=== Working data ===

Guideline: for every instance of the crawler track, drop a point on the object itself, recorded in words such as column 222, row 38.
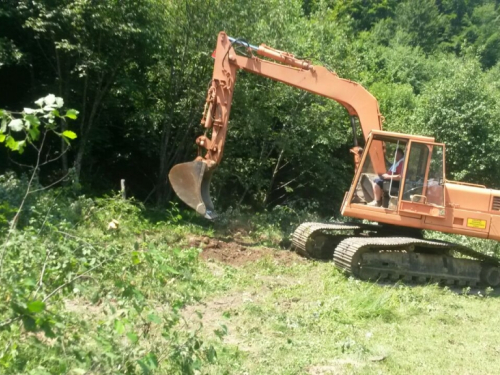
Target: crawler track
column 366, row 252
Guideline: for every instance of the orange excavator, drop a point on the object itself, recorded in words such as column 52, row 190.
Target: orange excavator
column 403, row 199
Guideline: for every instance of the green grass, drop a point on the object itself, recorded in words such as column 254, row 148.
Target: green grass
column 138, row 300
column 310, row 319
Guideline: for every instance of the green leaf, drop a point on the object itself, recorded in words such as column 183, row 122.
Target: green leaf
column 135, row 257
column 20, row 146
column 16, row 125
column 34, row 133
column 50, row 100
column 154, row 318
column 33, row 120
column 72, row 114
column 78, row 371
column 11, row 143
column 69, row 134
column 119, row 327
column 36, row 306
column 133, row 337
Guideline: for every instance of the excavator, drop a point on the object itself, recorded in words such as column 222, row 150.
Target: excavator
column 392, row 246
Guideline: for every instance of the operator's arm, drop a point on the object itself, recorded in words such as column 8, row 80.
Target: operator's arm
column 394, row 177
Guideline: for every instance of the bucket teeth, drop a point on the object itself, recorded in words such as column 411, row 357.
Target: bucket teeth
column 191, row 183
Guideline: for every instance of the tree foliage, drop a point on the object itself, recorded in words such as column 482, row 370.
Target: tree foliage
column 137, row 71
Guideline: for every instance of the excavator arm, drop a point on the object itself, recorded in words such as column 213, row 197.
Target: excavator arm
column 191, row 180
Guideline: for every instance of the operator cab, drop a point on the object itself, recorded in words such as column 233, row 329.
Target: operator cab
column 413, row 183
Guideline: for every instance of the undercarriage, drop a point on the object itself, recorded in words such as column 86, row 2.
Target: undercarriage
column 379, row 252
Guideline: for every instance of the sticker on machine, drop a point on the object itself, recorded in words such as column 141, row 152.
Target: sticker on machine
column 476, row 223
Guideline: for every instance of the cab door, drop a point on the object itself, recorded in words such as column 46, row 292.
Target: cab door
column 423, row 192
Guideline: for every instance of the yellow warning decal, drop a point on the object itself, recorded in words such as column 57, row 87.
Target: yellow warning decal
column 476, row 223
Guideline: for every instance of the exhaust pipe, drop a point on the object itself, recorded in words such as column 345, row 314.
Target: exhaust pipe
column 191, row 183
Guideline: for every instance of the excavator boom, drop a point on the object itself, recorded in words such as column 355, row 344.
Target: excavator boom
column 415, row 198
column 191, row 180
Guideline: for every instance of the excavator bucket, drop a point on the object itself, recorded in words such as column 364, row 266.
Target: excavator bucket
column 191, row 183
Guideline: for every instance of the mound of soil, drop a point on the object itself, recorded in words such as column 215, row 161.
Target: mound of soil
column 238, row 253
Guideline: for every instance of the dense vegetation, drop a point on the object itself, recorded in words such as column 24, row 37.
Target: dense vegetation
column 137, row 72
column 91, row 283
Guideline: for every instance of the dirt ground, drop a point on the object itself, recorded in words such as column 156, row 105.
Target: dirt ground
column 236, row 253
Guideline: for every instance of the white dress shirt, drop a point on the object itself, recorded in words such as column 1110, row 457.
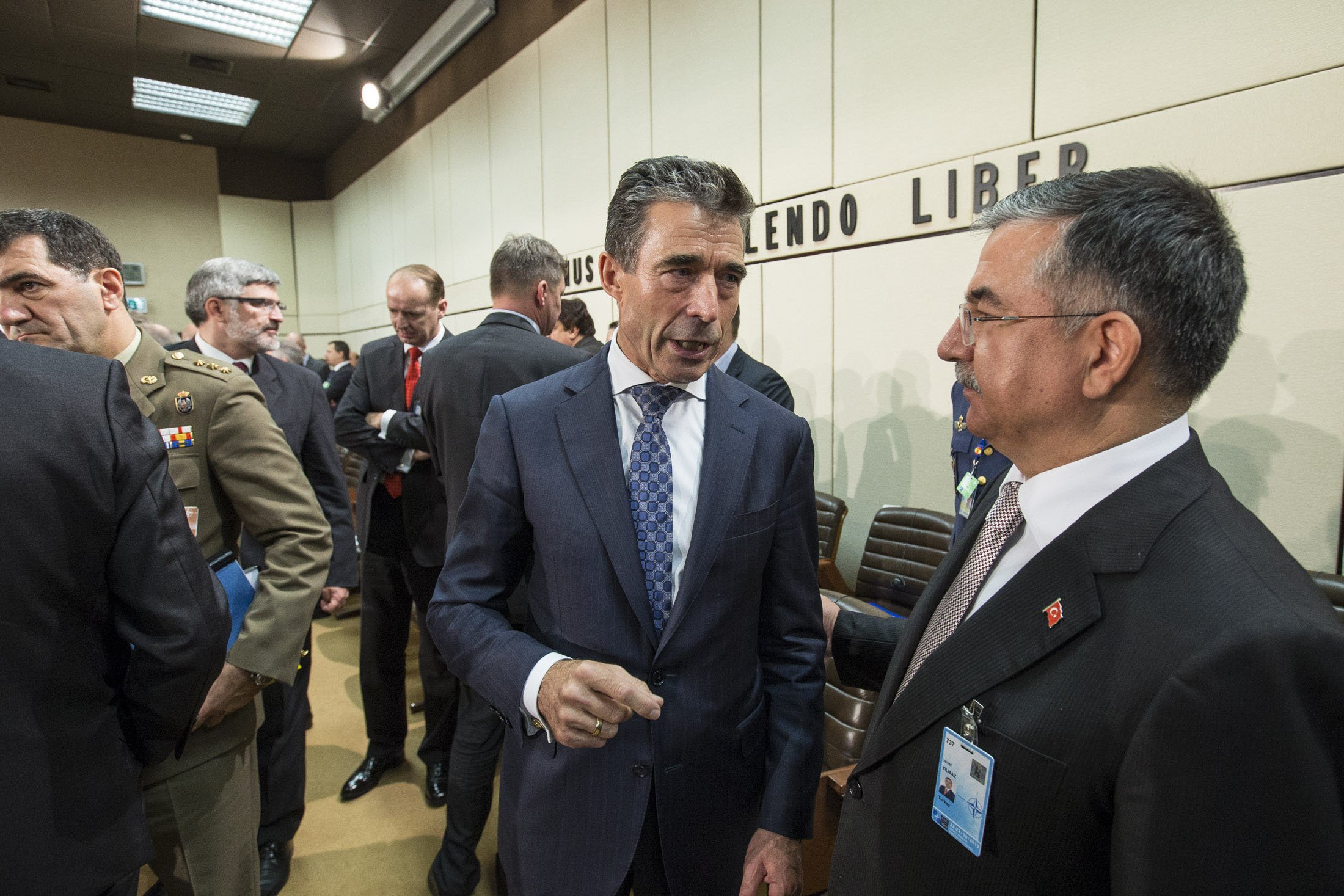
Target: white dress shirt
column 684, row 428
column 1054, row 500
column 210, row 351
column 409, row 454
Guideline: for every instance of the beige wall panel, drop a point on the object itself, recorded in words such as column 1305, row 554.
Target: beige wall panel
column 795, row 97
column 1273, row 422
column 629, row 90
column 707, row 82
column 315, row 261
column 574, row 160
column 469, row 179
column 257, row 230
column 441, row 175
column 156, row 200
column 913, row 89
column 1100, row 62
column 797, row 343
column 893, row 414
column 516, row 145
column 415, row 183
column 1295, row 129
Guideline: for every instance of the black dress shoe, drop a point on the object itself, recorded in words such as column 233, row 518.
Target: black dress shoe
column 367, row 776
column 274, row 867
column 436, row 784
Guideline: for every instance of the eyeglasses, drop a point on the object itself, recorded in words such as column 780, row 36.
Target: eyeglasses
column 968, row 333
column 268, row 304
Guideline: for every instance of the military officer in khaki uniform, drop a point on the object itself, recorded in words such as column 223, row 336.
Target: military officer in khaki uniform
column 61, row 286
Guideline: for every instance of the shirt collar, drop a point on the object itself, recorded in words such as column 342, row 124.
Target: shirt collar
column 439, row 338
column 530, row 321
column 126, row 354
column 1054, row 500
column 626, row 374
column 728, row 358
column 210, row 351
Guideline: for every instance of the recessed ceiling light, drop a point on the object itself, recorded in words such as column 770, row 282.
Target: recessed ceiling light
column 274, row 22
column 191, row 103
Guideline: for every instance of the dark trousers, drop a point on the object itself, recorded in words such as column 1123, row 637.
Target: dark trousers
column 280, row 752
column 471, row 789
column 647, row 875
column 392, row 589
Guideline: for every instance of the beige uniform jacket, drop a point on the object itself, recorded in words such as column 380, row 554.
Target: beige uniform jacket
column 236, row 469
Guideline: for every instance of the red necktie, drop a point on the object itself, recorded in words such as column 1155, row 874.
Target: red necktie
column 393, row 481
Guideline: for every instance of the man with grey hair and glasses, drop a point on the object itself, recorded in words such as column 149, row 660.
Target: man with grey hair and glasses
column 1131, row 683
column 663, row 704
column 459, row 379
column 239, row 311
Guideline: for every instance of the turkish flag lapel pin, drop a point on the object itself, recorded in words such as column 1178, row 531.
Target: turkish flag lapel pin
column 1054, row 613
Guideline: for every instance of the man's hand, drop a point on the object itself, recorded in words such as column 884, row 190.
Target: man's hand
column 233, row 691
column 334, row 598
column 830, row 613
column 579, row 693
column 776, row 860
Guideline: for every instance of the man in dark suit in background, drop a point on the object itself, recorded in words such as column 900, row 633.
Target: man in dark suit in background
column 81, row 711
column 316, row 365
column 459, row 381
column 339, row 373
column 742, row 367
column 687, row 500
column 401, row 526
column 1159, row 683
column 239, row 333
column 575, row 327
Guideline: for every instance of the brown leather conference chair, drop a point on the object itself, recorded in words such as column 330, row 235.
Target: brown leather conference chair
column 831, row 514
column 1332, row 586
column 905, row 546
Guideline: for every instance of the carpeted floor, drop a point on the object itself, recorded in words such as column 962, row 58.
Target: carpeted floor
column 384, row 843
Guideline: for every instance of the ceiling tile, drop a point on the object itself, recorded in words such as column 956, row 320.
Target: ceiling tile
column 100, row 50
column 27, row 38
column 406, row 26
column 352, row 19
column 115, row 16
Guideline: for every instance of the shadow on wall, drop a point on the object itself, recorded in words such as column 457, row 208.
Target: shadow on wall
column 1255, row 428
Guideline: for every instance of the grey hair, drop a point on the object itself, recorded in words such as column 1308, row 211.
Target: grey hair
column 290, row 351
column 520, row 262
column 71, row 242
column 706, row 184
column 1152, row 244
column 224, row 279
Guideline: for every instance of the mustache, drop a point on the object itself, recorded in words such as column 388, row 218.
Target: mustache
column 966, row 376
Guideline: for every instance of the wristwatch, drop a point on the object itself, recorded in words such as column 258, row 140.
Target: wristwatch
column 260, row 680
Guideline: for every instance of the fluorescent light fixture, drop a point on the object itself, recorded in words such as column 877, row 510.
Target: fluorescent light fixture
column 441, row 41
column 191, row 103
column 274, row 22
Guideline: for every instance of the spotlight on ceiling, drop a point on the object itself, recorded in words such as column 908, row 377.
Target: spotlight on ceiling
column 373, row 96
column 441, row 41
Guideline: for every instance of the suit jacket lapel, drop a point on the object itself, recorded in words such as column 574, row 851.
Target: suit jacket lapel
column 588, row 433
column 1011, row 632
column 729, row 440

===

The problem » Retype the entries above word for word, leaving out the pictures.

Final result »
Guideline: for every instance of the crawler track, drop a point on the object itself, recorded in words such as column 222, row 38.
Target: crawler track
column 366, row 252
Guideline: for every instance of the orange excavator, drop a point on the object itself, recorded in words such as column 52, row 190.
Target: orange excavator
column 403, row 199
Guideline: for every instance of the green grass, drop a point on the object itself, recorded in words such as column 254, row 148.
Target: green grass
column 138, row 300
column 310, row 319
Guideline: for every instance of the green leaf, drop a point on the object itself, recorded in words such as column 183, row 122.
Target: green leaf
column 135, row 257
column 20, row 146
column 16, row 125
column 34, row 133
column 50, row 100
column 154, row 318
column 33, row 120
column 72, row 114
column 78, row 371
column 11, row 143
column 69, row 134
column 119, row 327
column 36, row 306
column 133, row 337
Guideline: for every instance of the excavator, drop a point on the object itself, recorded in words such as column 222, row 150.
Target: excavator
column 392, row 246
Guideline: for every instance of the operator's arm, drop a point on the object itself, recorded in words such as column 8, row 80.
Target: operator's arm
column 394, row 177
Guideline: for every instance of the bucket teeth, drop a point on the object itself, recorded in words such as column 411, row 357.
Target: bucket teeth
column 191, row 183
Guideline: for every instance of the tree foliage, drop a point on the object itself, recorded in words such as column 482, row 370.
Target: tree foliage
column 137, row 71
Guideline: for every instance of the excavator arm, drop a point on the object itself, recorded in words such as column 213, row 197.
Target: excavator arm
column 191, row 180
Guideline: for every instance of the operator cab, drop a point on the object itself, recorded in words such as column 233, row 329.
Target: operator cab
column 413, row 183
Guideline: for every instance of the undercarriage, drop a point on the object itself, recorded in words such as column 86, row 2.
Target: undercarriage
column 379, row 252
Guideline: for every instance of the sticker on machine, drop a point on the object itself, recorded in words such as column 141, row 152.
Target: sticker on machine
column 476, row 223
Guideline: for every instance of the cab door, drop a point on the object itself, recorded in words such as column 46, row 292.
Target: cab door
column 423, row 192
Guideline: for every instance of the yellow warning decal, drop a point on the object itself, recorded in words such as column 57, row 87.
Target: yellow warning decal
column 476, row 223
Guideline: for every instance of the exhaust pipe, drop a point on the object itself, recorded in words such as column 345, row 314.
Target: exhaust pipe
column 191, row 183
Guideline: for every instance of the excavator boom, drop a point on the object itself, recorded in words such as column 355, row 344.
Target: excavator boom
column 415, row 198
column 191, row 180
Guideline: for every instance of the excavator bucket, drop a point on the object itself, recorded in words such as column 364, row 266.
Target: excavator bucket
column 191, row 183
Guideline: for every instance of the mound of soil, drop a point on the object itself, recorded in words such as column 215, row 161.
Target: mound of soil
column 238, row 253
Guideline: for every instance of the dense vegetation, drop a point on the object itself, recorded in words such as column 24, row 37.
Target: dense vegetation
column 137, row 72
column 91, row 283
Guideline: for every instance of the dirt ground, drop a point on the object itself, recorded in words such as column 156, row 105.
Target: dirt ground
column 236, row 253
Guideline: for every instance of the white dress shirt, drop a point on the object itself, recorded in words such as column 1110, row 457.
Target: white dress shirt
column 684, row 428
column 1054, row 500
column 210, row 351
column 409, row 454
Guideline: for every instance of the beige wall panel, drop a point on the object itself, recorded in words such as column 1305, row 554.
Target: beige wall panel
column 795, row 97
column 1273, row 422
column 629, row 90
column 707, row 82
column 315, row 261
column 574, row 160
column 469, row 179
column 257, row 230
column 441, row 175
column 156, row 200
column 913, row 89
column 1100, row 62
column 797, row 343
column 893, row 414
column 516, row 145
column 415, row 183
column 1295, row 129
Guideline: for every instance of the black dress shoe, drop a point on the object itself, recorded in words such as column 233, row 518.
Target: black dress shoe
column 367, row 776
column 274, row 867
column 436, row 784
Guideline: for every instance of the eyeglasses, drop a point on the object itself, recorded in words such as column 780, row 36.
Target: eyeglasses
column 968, row 333
column 268, row 304
Guideline: for every instance of the military officer in khaki uniform, drop a point on the object itself, recorded in words such as column 223, row 336.
Target: military officer in khaki uniform
column 61, row 286
Guideline: for every instance of the shirt collar, drop a point on the object itself, recorded in words such as column 342, row 124.
Target: shirt collar
column 439, row 338
column 530, row 321
column 126, row 354
column 1054, row 500
column 626, row 374
column 728, row 358
column 210, row 351
Guideline: for every instance of the recessed ceiling light, drop a point on the object itself, recorded in words such as column 770, row 282.
Target: recessed ceiling light
column 274, row 22
column 191, row 103
Guideline: for every instance of the dark trousers, drop a point on the object itself, recorded in words such as column 1123, row 637.
Target: dark trousers
column 280, row 752
column 471, row 789
column 647, row 875
column 392, row 589
Guideline: for every instance of the beige uniform jacket, drop a point on the object itself, recorded in words such as column 380, row 554.
Target: beige uniform jacket
column 236, row 469
Guideline: for every instance of the red necktie, drop a point on the object itself, recorded in words such as column 1155, row 874.
Target: red necktie
column 393, row 481
Guideline: for every instance of the man with grey hair and glasses, drop a point on the object itself, recorded in words such as column 149, row 660.
Target: man with grey hair and glasses
column 1131, row 683
column 663, row 704
column 459, row 379
column 239, row 311
Guideline: for every instance of the turkish flag lapel pin, drop a point on the object itself, recorded in words such as column 1178, row 531.
Target: turkish flag lapel pin
column 1054, row 613
Guideline: for every instance of the man's hand, drop a point on the object itself, recorded in words such as column 884, row 190.
Target: man's hand
column 233, row 691
column 334, row 598
column 830, row 613
column 579, row 693
column 776, row 860
Guideline: for every instance of the man in dark suit in background, drop a point on the object itself, recorded in words such as column 900, row 633.
Target: man in dark suit in background
column 81, row 711
column 316, row 365
column 459, row 381
column 339, row 373
column 742, row 367
column 687, row 500
column 401, row 526
column 1159, row 683
column 239, row 333
column 575, row 327
Guideline: for every instance of the brown leather conference chair, drop a point on the object itself, recorded in words such as column 330, row 235.
Target: brown leather conference chair
column 831, row 514
column 1332, row 586
column 905, row 546
Guideline: for every instance of the carpeted floor, drop a point on the object itself, recorded in words such as column 962, row 58.
Target: carpeted floor
column 384, row 843
Guideline: for every instance of the ceiling tile, drop a point on the object itself, recorded in words such as column 956, row 320.
Target: ceiling tile
column 100, row 50
column 27, row 38
column 406, row 26
column 352, row 19
column 115, row 16
Guideline: for every instance of the shadow on wall, drop a point on the object itself, recorded in words such as column 457, row 208.
Target: shadow on wall
column 1255, row 428
Guideline: for every instance of the grey hair, drop a point on the object itself, recorded in words such as column 1308, row 211.
Target: grey hair
column 290, row 351
column 520, row 262
column 71, row 242
column 706, row 184
column 1152, row 244
column 224, row 279
Guideline: for every instance of the mustache, drop a point on the object itself, recorded in words such as column 388, row 218.
Target: mustache
column 966, row 376
Guideline: for every instance of the wristwatch, drop a point on the object itself, recorded in words such as column 258, row 140.
Target: wristwatch
column 260, row 680
Guideline: for every instance of the fluorescent light fixture, drop a point on the object itself, recorded in words such as column 877, row 510.
Target: fluorescent light fixture
column 441, row 41
column 191, row 103
column 274, row 22
Guideline: for every instance of the spotlight on ceiling, drop a point on the object itself, recorded in words such as column 908, row 377.
Target: spotlight on ceiling
column 373, row 96
column 441, row 41
Guideline: for every instance of the suit jacket lapel, drop a point on the object itself, recorded in words such as column 574, row 851.
Target: suit jacket lapel
column 588, row 433
column 1011, row 632
column 729, row 440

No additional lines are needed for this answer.